__WORK REQUEST__.
Copy down all of the data underneath, exactly as shown.

# # #

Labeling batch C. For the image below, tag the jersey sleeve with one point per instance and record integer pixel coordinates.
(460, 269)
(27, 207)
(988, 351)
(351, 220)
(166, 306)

# # #

__EXERCISE ANSWER__.
Labeling batch C. For the image below, tag the jersey sleeve with one point per instance and record integer pixel coordinates.
(460, 269)
(27, 207)
(988, 351)
(351, 220)
(166, 306)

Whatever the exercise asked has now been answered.